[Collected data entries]
※ ※ ※
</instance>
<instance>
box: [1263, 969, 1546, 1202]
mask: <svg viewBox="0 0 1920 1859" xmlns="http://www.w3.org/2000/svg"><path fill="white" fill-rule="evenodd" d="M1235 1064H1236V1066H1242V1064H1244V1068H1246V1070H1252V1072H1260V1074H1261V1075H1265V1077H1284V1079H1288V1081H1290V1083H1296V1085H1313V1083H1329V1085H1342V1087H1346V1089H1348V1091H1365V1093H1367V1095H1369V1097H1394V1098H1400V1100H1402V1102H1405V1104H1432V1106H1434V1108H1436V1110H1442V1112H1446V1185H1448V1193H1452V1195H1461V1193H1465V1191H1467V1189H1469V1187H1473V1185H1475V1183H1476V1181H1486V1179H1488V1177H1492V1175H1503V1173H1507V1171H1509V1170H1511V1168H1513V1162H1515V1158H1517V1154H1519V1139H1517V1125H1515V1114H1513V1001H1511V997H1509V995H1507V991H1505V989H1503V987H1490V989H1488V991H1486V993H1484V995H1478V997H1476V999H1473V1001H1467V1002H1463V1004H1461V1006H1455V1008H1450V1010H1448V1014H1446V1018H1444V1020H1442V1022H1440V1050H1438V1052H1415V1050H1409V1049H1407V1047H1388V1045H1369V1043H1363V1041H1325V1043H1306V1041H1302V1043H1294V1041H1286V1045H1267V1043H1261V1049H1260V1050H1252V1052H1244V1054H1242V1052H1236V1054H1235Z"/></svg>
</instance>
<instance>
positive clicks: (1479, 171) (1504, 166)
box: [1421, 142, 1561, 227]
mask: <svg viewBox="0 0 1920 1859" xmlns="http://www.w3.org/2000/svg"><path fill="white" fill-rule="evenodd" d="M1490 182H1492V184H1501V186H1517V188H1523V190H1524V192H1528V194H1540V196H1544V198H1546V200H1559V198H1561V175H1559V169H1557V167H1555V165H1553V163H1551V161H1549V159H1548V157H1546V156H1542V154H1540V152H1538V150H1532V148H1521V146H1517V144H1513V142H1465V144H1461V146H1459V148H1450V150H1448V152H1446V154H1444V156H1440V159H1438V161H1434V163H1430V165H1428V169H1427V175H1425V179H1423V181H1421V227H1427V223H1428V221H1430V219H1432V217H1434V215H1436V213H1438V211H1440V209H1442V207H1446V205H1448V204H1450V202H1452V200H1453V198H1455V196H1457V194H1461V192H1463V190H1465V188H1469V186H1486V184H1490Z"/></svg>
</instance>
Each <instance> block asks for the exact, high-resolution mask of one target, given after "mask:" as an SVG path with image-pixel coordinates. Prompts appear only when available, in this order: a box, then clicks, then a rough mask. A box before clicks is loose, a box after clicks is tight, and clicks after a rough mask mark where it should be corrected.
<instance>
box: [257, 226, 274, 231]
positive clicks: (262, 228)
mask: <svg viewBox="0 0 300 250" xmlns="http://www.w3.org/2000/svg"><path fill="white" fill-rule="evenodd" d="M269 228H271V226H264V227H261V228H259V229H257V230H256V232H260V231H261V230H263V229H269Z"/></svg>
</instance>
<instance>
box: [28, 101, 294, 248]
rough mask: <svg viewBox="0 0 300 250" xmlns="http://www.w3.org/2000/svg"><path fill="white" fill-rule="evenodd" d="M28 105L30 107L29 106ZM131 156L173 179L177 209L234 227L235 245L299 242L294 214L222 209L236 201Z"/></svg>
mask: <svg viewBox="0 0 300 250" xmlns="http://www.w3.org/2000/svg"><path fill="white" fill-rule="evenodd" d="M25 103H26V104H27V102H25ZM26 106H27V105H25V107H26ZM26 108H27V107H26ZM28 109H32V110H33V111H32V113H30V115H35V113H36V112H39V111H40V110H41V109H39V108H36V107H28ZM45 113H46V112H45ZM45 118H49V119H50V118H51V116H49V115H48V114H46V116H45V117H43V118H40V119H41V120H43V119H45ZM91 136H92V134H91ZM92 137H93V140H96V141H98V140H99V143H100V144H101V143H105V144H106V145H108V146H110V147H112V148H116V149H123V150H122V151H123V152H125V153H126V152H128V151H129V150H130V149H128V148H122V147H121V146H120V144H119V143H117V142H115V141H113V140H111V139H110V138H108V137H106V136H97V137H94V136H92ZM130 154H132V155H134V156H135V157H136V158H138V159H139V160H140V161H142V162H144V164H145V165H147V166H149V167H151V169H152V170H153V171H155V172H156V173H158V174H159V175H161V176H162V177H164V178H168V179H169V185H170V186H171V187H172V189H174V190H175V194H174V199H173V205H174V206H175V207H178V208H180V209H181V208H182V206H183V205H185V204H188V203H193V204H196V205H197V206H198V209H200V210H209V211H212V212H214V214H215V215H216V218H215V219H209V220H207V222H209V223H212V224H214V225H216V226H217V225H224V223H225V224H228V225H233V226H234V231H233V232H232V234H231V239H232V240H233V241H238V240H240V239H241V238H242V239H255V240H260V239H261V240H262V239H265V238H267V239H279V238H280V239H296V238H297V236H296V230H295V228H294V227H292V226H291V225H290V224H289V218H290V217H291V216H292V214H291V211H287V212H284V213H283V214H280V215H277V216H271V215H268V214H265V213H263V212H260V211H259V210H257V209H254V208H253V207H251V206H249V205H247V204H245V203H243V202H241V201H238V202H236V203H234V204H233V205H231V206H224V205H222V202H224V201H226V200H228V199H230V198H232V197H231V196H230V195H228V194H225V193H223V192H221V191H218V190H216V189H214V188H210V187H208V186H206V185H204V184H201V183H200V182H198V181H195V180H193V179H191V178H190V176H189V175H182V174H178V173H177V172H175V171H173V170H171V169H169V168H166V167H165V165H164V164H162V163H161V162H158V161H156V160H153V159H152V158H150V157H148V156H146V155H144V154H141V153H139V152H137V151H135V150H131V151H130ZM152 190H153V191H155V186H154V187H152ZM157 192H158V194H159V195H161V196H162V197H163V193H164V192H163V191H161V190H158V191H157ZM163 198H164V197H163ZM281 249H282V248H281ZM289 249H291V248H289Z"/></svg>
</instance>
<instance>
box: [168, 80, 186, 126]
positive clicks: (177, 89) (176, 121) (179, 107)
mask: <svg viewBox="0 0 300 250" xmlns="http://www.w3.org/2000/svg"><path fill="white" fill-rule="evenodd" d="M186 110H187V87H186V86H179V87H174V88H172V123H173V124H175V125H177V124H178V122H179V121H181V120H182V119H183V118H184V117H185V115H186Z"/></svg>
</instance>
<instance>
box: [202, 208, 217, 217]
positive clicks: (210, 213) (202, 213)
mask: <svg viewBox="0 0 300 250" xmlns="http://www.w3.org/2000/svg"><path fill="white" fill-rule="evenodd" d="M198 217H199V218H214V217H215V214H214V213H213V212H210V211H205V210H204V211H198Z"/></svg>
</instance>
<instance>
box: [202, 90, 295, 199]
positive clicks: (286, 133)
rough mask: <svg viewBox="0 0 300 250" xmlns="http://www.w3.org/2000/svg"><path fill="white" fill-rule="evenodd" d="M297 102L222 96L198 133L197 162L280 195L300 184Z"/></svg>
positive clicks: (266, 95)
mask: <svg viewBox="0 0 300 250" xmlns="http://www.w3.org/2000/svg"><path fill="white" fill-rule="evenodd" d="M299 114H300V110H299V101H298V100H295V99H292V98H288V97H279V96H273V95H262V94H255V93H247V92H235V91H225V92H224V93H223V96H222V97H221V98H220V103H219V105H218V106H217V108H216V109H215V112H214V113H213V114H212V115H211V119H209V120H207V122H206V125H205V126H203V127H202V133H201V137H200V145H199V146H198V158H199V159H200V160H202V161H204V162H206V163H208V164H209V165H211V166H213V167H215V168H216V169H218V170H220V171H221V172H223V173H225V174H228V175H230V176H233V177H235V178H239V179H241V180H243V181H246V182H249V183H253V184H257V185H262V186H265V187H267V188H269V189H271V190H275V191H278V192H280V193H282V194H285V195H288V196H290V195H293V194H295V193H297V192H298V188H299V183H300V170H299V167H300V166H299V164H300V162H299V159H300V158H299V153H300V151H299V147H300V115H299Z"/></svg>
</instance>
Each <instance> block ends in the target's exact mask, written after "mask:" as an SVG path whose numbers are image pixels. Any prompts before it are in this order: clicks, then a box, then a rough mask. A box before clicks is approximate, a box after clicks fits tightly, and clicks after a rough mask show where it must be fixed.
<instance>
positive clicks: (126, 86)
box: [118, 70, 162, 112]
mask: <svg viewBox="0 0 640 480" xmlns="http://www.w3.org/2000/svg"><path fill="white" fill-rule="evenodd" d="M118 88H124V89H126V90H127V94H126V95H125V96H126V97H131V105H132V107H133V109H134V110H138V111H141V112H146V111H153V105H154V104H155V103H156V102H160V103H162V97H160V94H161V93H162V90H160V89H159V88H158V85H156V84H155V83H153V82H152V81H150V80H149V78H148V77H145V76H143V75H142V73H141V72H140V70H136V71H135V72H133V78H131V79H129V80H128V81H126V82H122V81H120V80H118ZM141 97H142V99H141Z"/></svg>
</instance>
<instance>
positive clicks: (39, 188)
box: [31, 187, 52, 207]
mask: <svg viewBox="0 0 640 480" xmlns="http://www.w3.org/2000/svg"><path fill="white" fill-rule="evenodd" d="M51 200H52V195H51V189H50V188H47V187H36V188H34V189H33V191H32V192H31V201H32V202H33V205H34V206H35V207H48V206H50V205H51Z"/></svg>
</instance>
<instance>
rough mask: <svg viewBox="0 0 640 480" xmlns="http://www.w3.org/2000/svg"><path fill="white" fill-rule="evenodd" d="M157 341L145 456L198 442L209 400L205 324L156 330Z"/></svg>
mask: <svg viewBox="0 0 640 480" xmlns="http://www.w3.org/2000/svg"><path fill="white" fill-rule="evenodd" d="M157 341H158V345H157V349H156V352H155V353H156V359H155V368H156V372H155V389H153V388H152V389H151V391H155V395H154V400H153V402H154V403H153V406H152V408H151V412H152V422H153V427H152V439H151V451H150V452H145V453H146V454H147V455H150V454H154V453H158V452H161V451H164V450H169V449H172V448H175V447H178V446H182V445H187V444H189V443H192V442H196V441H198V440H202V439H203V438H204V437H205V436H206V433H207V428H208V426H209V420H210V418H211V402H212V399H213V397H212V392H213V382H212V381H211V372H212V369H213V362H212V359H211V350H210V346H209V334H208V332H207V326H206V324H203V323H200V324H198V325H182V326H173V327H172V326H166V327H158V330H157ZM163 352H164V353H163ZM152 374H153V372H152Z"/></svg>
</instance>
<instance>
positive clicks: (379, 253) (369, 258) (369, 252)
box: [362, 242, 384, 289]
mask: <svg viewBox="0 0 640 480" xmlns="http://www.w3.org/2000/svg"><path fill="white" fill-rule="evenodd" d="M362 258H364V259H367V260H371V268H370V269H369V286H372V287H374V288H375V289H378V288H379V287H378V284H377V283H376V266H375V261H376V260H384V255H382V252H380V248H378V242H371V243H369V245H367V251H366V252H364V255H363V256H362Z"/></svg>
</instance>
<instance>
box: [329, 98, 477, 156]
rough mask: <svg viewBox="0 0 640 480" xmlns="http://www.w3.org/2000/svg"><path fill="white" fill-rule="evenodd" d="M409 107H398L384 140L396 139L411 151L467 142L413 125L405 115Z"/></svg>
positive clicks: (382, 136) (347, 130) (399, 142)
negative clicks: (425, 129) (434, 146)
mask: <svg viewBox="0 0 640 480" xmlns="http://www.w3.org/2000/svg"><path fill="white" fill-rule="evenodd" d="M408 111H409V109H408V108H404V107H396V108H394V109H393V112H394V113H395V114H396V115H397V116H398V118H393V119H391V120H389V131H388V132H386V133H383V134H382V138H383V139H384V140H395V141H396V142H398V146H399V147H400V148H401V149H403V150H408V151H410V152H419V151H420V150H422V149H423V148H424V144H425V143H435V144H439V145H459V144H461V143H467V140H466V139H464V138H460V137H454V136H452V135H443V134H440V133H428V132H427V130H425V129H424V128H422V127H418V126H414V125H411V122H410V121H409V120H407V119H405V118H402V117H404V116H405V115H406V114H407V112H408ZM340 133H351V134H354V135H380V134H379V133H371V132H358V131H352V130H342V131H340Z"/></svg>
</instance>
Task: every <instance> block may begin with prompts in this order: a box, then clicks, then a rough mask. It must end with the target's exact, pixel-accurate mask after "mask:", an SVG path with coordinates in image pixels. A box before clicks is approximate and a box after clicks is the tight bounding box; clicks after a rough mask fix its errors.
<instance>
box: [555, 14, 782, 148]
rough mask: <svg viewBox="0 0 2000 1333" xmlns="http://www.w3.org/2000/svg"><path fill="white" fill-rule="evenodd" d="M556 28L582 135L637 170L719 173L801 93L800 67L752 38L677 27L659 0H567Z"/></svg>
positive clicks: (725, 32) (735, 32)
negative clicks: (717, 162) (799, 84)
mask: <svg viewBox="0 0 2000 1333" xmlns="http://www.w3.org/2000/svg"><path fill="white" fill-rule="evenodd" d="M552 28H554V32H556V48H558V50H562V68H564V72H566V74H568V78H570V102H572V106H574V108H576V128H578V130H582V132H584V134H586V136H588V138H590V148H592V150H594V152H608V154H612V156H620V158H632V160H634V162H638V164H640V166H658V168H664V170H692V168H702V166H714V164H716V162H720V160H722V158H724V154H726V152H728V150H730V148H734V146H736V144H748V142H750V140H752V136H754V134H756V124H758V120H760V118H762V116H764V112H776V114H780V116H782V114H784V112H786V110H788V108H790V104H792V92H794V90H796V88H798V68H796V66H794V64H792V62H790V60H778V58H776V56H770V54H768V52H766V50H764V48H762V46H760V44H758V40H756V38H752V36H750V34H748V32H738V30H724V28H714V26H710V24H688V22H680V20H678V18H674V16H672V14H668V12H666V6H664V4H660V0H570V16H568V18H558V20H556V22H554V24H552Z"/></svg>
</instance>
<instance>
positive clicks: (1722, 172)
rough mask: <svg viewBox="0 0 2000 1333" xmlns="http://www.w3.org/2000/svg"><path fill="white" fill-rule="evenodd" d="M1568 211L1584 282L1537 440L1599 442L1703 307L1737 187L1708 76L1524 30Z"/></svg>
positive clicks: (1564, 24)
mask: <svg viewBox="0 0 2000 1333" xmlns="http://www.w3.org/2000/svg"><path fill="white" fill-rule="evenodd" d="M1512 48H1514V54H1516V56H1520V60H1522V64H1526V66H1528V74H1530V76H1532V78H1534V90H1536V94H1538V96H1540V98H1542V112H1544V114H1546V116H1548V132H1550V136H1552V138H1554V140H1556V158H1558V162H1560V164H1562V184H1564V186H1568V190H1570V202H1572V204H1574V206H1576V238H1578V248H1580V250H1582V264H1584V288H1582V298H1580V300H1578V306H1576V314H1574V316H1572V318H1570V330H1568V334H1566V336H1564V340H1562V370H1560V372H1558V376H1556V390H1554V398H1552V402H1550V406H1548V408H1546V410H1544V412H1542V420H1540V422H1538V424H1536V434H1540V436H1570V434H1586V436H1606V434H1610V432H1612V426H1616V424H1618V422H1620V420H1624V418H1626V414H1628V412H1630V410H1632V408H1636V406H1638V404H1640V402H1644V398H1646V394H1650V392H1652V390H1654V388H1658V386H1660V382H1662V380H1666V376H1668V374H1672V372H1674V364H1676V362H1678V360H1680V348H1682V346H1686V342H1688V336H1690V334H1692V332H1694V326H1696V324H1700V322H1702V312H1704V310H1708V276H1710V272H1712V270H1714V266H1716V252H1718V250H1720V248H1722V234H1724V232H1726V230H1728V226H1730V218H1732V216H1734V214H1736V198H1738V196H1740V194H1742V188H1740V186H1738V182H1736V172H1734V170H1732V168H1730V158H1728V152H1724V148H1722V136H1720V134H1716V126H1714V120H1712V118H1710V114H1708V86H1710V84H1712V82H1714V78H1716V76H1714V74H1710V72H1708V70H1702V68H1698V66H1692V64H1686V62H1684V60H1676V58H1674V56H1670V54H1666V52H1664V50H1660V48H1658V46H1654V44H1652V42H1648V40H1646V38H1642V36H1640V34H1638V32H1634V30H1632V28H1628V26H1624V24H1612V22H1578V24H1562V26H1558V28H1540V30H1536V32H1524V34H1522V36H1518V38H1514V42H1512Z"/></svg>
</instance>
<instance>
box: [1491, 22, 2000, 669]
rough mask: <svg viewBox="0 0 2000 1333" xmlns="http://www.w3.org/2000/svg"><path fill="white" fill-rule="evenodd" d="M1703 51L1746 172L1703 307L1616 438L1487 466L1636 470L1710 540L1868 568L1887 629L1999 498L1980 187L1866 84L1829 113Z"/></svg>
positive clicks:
※ ※ ※
What is being asked: Search the entries for the word "target" and pick out every line that holds it.

Task answer:
Each <instance> block asks for the exact, high-resolution mask of one target, given after "mask:" as an SVG path with image-pixel coordinates. Prompts appear only when available, in this order: a box, then clicks, then a rough mask. A box before clicks is loose, a box after clicks is tight, and clicks after a rough mask mark where it should be corrected.
Each <instance> block ends in the target's exact mask, written after "mask:" as an SVG path whose numbers are image pixels. Any prompts before it are in this order: clicks, then a box, then a rough mask. A box before clicks is approximate, a box after clicks fits tightly, and clicks after a rough mask show where it must be fixed.
Task: every <instance> block may begin with prompts in this order: a box, then clicks, then a rough mask. It must end with the target's exact, pixel-accurate mask after "mask:", an SVG path with coordinates in image pixels. A box before clicks is approximate and a box after clicks is the tight bounding box; clicks after a rough mask fix its errors.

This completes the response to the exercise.